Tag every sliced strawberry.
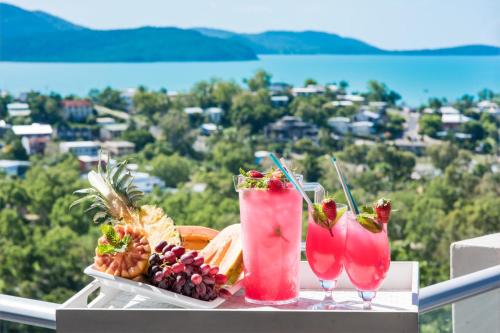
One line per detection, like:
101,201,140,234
321,199,337,221
267,178,284,191
374,198,391,223
248,170,264,178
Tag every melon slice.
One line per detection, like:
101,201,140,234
177,225,219,250
200,224,243,284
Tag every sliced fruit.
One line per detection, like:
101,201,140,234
200,223,243,284
139,205,181,245
94,225,151,279
177,225,219,250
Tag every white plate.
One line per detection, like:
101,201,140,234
83,265,243,309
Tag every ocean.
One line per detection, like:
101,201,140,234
0,55,500,106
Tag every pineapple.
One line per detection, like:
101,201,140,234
71,156,181,247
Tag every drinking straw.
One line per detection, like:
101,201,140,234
330,156,359,215
269,153,312,206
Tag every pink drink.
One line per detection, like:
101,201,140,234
341,212,391,291
239,184,302,304
306,212,346,281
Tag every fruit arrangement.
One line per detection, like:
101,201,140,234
312,198,347,236
71,155,243,301
237,169,291,191
147,241,231,301
94,224,151,279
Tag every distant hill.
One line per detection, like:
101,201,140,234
0,3,257,62
0,3,500,62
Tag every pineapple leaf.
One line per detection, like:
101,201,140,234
69,194,97,209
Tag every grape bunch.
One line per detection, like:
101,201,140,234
147,241,231,301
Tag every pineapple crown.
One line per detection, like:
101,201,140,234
70,154,144,223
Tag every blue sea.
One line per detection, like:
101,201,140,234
0,55,500,106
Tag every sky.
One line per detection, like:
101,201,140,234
0,0,500,50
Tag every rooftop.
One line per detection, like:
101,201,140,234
12,123,52,136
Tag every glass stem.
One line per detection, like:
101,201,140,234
320,280,337,303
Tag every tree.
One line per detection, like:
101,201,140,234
151,154,192,187
159,110,194,154
419,114,443,137
91,86,127,110
229,91,275,133
426,142,458,171
244,69,272,91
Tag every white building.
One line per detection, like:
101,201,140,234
132,171,165,193
351,121,375,137
62,99,93,121
200,123,218,136
441,113,471,129
292,84,325,96
184,106,203,116
337,94,365,103
328,117,351,134
102,141,135,157
205,107,224,124
354,110,381,123
0,160,30,177
120,88,137,111
99,123,128,141
59,141,101,156
7,103,31,118
12,123,53,155
439,106,460,115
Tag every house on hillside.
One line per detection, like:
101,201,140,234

**Set exercise**.
Rewrite all of the rows above, substituting "Label" for every "Tag" and keeping everything else the same. Leave the pictures out of your answer.

**Solution below**.
Label every sliced strawberry.
One line per detection, like:
101,201,140,234
321,199,337,221
267,178,284,191
374,198,391,223
248,170,264,178
Label every melon slice.
One line per detection, like:
101,201,140,234
177,225,219,250
200,224,243,284
Label every sliced fruit.
One line per detection, like:
101,201,140,234
200,223,243,284
139,205,181,245
94,225,151,279
177,225,219,250
Label every white plate.
One line per detection, like:
101,201,140,234
83,265,243,309
Label every ocean.
One line per detection, like:
101,201,140,234
0,55,500,106
Label every pineapple.
One line per detection, like:
101,201,140,234
71,156,181,247
Label every drinking straw.
One line per detection, like:
101,201,140,234
330,156,359,215
269,153,312,206
Label every pink drink.
One line per detection, like:
101,201,140,234
341,212,391,291
239,184,302,304
306,212,346,281
Label every fruit arrangement.
One line per detection, like:
101,201,140,234
312,198,347,236
71,155,243,301
237,169,291,191
147,241,231,301
94,224,151,279
Label every distant hill.
One line per detection, like:
101,201,140,234
0,3,257,62
0,3,500,62
Label every pineapple leaf.
One line per detection, like:
101,201,140,234
69,194,97,209
Label every grape bunch.
One line per detection, like:
101,201,140,234
147,241,231,301
Label every pineapple crown.
One line per detection, like:
101,201,140,234
70,154,144,223
Label every blue sea.
One line per detection, like:
101,201,140,234
0,55,500,106
Label every sky.
One line per detection, like:
101,201,140,234
0,0,500,50
Label every rooftop.
One line per detection, like:
101,201,140,234
12,123,52,136
Label every glass stem.
One line per detection, like:
101,201,140,234
320,280,337,303
Label every tree.
One line per detection, like:
101,201,140,234
151,154,192,187
159,110,194,154
419,114,443,137
91,86,127,110
229,91,275,133
426,142,458,171
244,69,272,91
Label every white building.
One line per detection, like:
101,201,140,234
132,171,165,193
351,121,375,137
62,99,93,121
200,123,218,136
441,113,471,129
292,84,325,96
184,106,203,116
337,94,365,103
328,117,351,134
102,141,135,157
205,107,224,124
354,110,381,123
0,160,30,177
120,88,137,111
99,123,128,141
59,141,101,156
7,103,31,118
12,123,53,155
439,106,460,115
Label every house on hillside.
One line per detection, like:
101,201,140,234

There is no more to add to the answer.